What this task involves: Rewrite the listing below with "riverbank" swapped for "lakeshore" and everything else left as it is. Omit the pictures.

Begin Supplied records

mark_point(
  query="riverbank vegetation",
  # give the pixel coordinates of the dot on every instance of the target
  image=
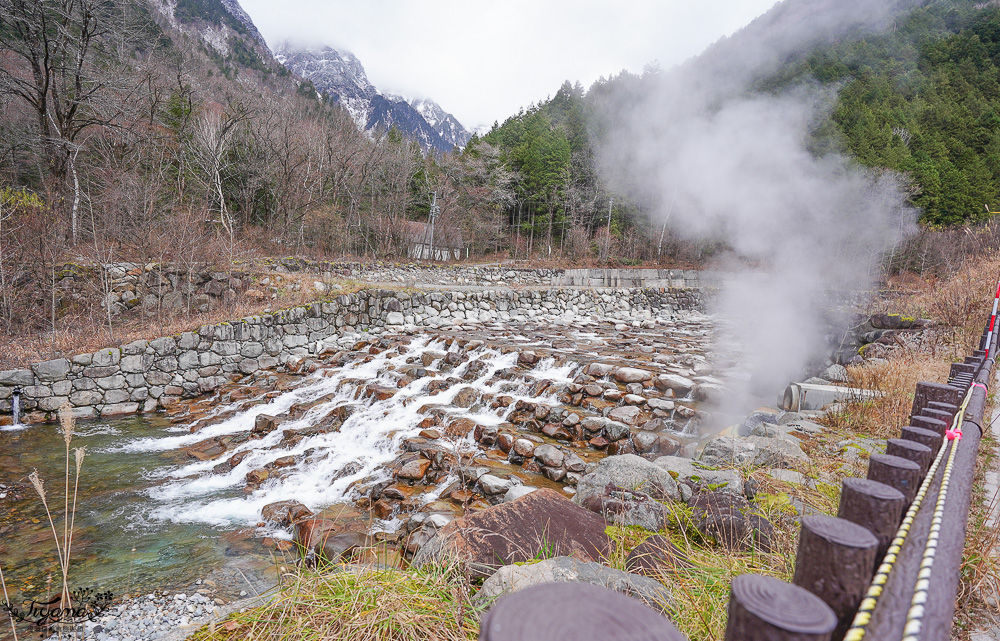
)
(176, 153)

End Supplied records

Written solution:
mark_point(
  query="lakeshore vegetation",
  # give the pixel coordinates of the dot on every instance of the target
  image=
)
(176, 153)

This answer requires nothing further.